### Exercise
Gather every line from the entries below that contains the word "this", treating uppercase and lowercase as different.

### Rows
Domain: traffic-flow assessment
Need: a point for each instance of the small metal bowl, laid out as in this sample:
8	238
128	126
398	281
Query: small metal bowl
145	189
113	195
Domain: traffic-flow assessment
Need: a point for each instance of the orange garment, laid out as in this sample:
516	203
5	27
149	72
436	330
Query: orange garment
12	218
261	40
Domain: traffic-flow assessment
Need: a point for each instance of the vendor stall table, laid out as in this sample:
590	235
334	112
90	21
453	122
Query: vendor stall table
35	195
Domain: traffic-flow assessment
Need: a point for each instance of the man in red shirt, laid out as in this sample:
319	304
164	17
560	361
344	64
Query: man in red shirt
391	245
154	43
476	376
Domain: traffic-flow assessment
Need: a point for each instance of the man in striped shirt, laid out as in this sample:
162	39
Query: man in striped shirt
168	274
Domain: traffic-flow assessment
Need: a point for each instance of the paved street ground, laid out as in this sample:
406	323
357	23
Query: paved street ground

### Completed exercise
Need: a point for each instance of the small metal bowl, laid out as in this sample:
Need: a point for each instance of the orange garment, laid out as in this sample:
Need: a point for each instance of the vendor stall table, laid out as in this sample:
Need: a point for each instance of the man in red shirt, laid out as in this sample:
Need: a point for each instance of the man in striped shirt, laid out as in this sample:
Need: a point for each instance of the paved street ground, laid out as in this sample:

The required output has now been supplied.